### [INSTRUCTION]
Copy the records below word for word, but leave out the pictures.

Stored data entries
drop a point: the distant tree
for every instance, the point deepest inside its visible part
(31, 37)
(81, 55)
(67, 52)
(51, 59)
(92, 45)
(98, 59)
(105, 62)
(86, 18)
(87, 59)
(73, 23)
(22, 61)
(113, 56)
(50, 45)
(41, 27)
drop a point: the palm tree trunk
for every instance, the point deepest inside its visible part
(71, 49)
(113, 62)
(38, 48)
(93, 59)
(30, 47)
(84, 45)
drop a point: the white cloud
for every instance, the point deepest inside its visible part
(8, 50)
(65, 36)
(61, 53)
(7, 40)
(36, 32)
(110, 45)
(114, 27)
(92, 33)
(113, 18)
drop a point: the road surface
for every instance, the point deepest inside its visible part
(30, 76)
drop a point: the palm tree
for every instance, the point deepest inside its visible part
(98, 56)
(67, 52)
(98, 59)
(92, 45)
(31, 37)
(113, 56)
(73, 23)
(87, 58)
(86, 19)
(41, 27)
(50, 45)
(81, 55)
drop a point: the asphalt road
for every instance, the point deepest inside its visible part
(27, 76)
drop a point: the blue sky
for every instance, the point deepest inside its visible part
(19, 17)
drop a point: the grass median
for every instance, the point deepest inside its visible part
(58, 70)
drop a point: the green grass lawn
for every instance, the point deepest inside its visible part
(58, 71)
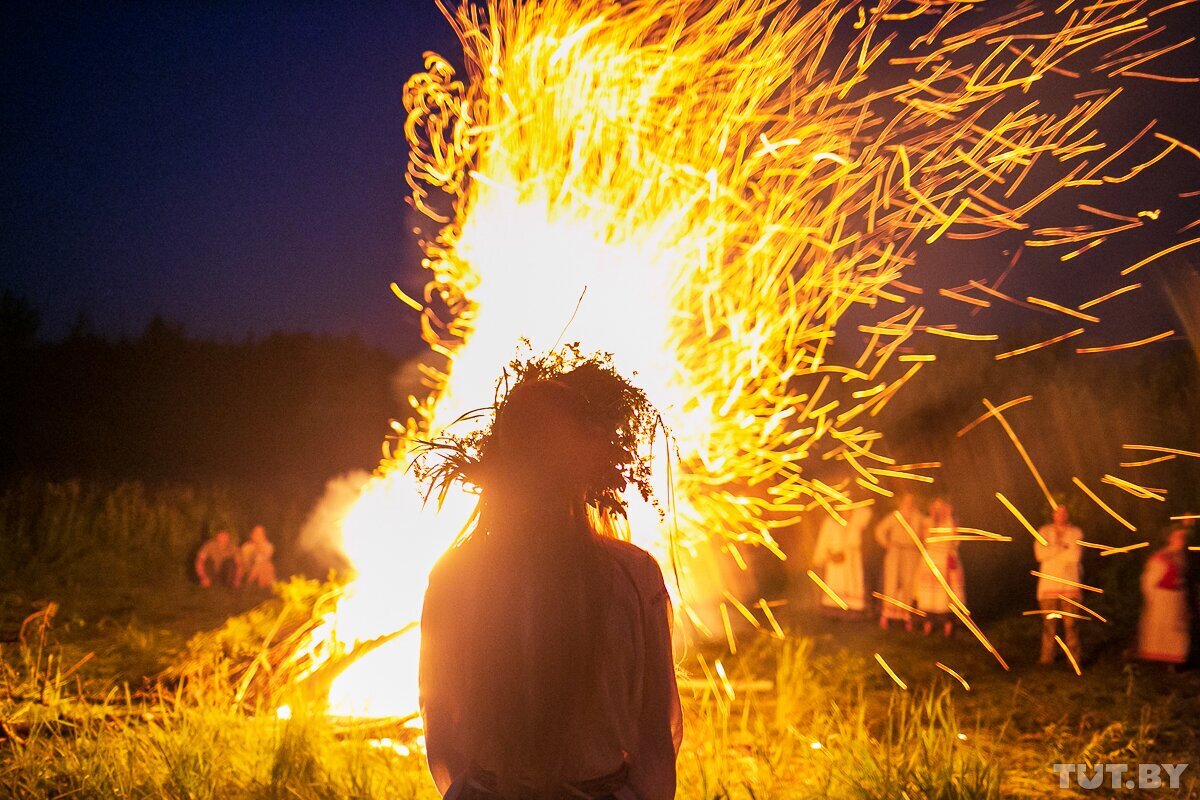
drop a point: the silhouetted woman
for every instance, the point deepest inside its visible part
(546, 666)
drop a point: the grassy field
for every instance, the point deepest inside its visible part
(810, 716)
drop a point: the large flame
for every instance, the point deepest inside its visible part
(705, 188)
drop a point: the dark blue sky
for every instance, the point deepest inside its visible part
(239, 168)
(235, 167)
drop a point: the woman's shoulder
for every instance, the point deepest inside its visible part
(641, 567)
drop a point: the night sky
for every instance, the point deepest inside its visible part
(239, 168)
(234, 167)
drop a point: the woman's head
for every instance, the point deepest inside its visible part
(545, 439)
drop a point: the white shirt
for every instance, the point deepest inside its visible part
(1060, 558)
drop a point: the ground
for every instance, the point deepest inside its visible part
(810, 716)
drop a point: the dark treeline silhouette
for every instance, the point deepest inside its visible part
(285, 411)
(1084, 409)
(168, 437)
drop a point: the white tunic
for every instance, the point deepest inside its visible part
(901, 561)
(1163, 627)
(1059, 558)
(839, 558)
(639, 722)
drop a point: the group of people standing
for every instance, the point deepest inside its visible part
(222, 561)
(916, 543)
(907, 582)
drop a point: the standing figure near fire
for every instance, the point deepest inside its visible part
(219, 560)
(258, 559)
(546, 662)
(901, 560)
(1059, 561)
(839, 559)
(943, 552)
(1163, 627)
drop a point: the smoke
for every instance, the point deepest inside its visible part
(1182, 288)
(321, 536)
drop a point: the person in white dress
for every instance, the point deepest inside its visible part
(901, 560)
(943, 552)
(258, 559)
(1163, 632)
(546, 665)
(838, 558)
(1059, 559)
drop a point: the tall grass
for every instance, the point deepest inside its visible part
(816, 734)
(828, 726)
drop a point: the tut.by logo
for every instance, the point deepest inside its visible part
(1120, 776)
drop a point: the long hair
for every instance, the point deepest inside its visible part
(562, 445)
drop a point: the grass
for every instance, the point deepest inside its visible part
(813, 716)
(91, 707)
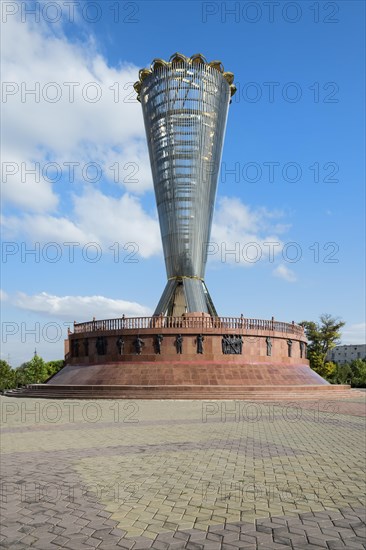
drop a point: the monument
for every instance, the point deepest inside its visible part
(185, 349)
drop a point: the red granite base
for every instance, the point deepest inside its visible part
(269, 362)
(191, 374)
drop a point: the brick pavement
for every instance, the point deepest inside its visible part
(183, 474)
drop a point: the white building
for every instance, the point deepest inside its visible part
(346, 354)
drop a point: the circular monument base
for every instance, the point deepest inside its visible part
(195, 357)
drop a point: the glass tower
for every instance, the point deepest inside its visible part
(185, 103)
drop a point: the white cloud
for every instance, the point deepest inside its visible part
(285, 273)
(354, 334)
(72, 129)
(87, 307)
(94, 218)
(252, 234)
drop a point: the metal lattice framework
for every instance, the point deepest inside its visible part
(185, 104)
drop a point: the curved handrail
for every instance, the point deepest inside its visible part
(204, 322)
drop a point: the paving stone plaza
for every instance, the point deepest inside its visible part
(182, 474)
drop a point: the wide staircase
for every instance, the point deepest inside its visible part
(248, 393)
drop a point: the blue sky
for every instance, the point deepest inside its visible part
(292, 172)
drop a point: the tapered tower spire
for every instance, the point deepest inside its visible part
(185, 103)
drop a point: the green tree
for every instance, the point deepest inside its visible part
(32, 372)
(322, 337)
(7, 376)
(54, 366)
(358, 368)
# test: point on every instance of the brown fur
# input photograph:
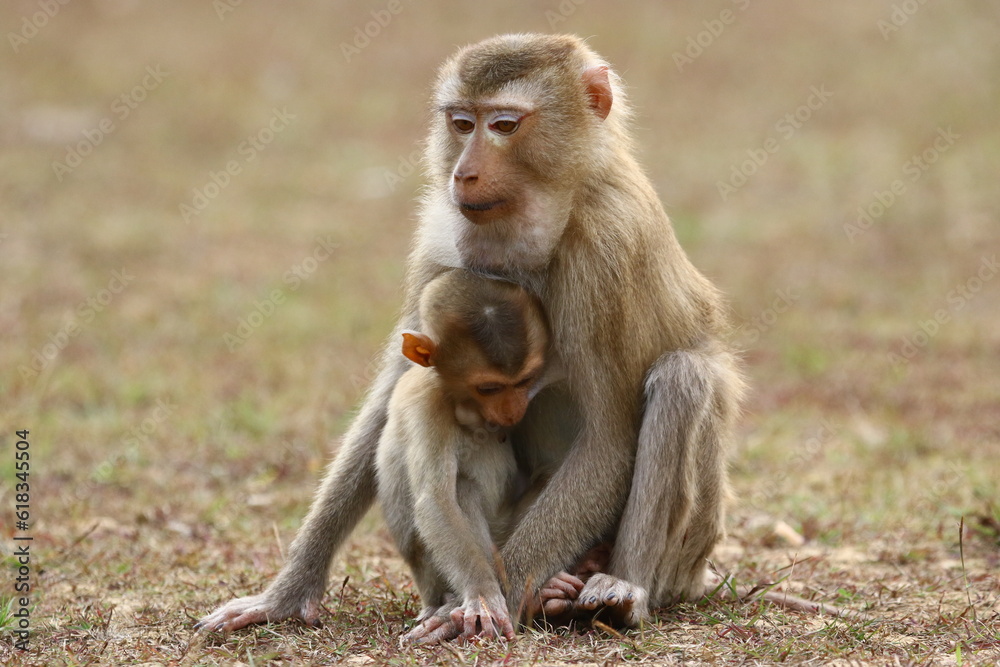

### [SOLUTION TO THE EXERCISE]
drop a point: the distant tree
for every instance, the point deepest inside its visible part
(31, 37)
(81, 55)
(67, 52)
(51, 59)
(92, 45)
(98, 59)
(105, 62)
(86, 18)
(87, 59)
(73, 23)
(22, 61)
(113, 56)
(50, 45)
(41, 27)
drop a point: the palm tree trunk
for every instance, the point deepest inside its visible part
(71, 49)
(113, 62)
(38, 48)
(93, 59)
(30, 47)
(84, 45)
drop a point: the white cloud
for every instance, the point deepest inside its visible part
(8, 50)
(65, 36)
(61, 53)
(7, 40)
(36, 32)
(110, 45)
(114, 27)
(92, 33)
(113, 18)
drop a point: the road surface
for every instance, the point deepest inside its visible part
(30, 76)
drop a point: the palm tree
for every instance, the point deepest inside its visible part
(98, 56)
(67, 52)
(98, 59)
(92, 45)
(31, 37)
(113, 56)
(73, 23)
(87, 58)
(86, 19)
(41, 27)
(50, 45)
(81, 55)
drop a point: the asphalt road
for every instance, the point deepest inside its visible part
(27, 76)
drop a point: the blue sky
for every instance, the point deepest inside its visible part
(19, 17)
drop a point: the grass median
for every instance, the point deepest inside its visible part
(58, 70)
drop a point: the green grass lawn
for every instance, the point deepest inside its visible part
(58, 71)
drop a point: the silhouetted woman
for every instance, the point deepest inside its visible part
(546, 666)
drop a point: the grassy field
for every instance, the point deepest inside its visible part
(810, 716)
drop a point: the large flame
for every instance, the point deepest inside its visible part
(705, 188)
drop a point: the dark blue sky
for every instance, the point deepest inside its visible part
(239, 168)
(235, 167)
drop a point: the woman's shoulder
for every instance, the point deepest inside its visible part
(641, 567)
drop a point: the night sky
for every instance, the point deepest inside its visible part
(239, 168)
(234, 167)
drop a point: the woman's head
for every instance, the point deepest inside its visible part
(545, 439)
drop a point: the white shirt
for every instance, the point deepest inside its visible part
(1060, 558)
drop a point: the ground
for every instance, the point deepest inside its visible part
(810, 716)
drop a point: the dark treeline silhouette
for every instance, the point deepest inside its visible part
(285, 411)
(1084, 409)
(168, 437)
drop a point: the white tunic
for every instance, the point deepest inside its visible part
(901, 561)
(1163, 627)
(1059, 558)
(839, 558)
(639, 722)
drop a point: the group of people standing
for every instance, the point deepest inside its visible part
(222, 561)
(916, 543)
(907, 582)
drop a point: the standing figure near fire
for every instance, the point deepest inside its visible part
(219, 560)
(258, 559)
(546, 662)
(901, 560)
(1059, 561)
(839, 559)
(943, 552)
(1163, 627)
drop a point: the smoke
for every instance, the point deepest inside its visible part
(1182, 288)
(321, 536)
drop a point: the person in white dress
for every instance, the point deepest inside its visible part
(901, 560)
(943, 552)
(258, 559)
(1163, 632)
(546, 665)
(838, 558)
(1059, 559)
drop a point: the tall grass
for every instance, the point deepest inside its visible part
(816, 734)
(828, 726)
drop a point: the tut.by logo
for every instance, the point deepest inside its visible part
(1120, 776)
drop a point: the long hair
for every instance, the point deepest inside its visible part
(562, 445)
drop a point: the grass
for every instance, the point deepest inside its visible part
(813, 716)
(91, 707)
drop a point: the monument
for every instance, the point deepest inside its visible part
(185, 349)
drop a point: the red granite base
for every instance, the point deepest inside its visible part
(269, 362)
(191, 374)
drop a point: the brick pavement
for every instance, the point deepest inside its visible part
(183, 474)
drop a point: the white building
for every instance, the point deepest inside its visible part
(346, 354)
drop a point: the circular monument base
for every instance, the point deepest inside its visible part
(195, 357)
drop a point: the glass tower
for every instance, the point deepest inside its visible part
(185, 103)
drop a point: the white cloud
for every instance, the point deepest inside its visible part
(285, 273)
(354, 334)
(72, 129)
(87, 307)
(94, 218)
(252, 234)
drop a point: the metal lattice framework
for every instance, the point deepest inside its visible part
(185, 104)
drop a point: the curved handrail
for every instance, the point deepest inside its visible part
(204, 322)
drop a point: the paving stone plaza
for every instance, the point deepest inside its visible part
(182, 474)
drop a point: the wide staircase
for every instance, the point deepest inside its visible part
(248, 393)
drop a point: the blue sky
for every instance, the point deepest inside its visible part
(292, 172)
drop a point: the tapered tower spire
for every instance, the point deepest inside its visible part
(185, 103)
drop a point: the green tree
for every instance, the point deepest inside its visible part
(32, 372)
(322, 337)
(7, 376)
(54, 366)
(358, 368)
# test: point on every instance of the brown fur
# input photograph:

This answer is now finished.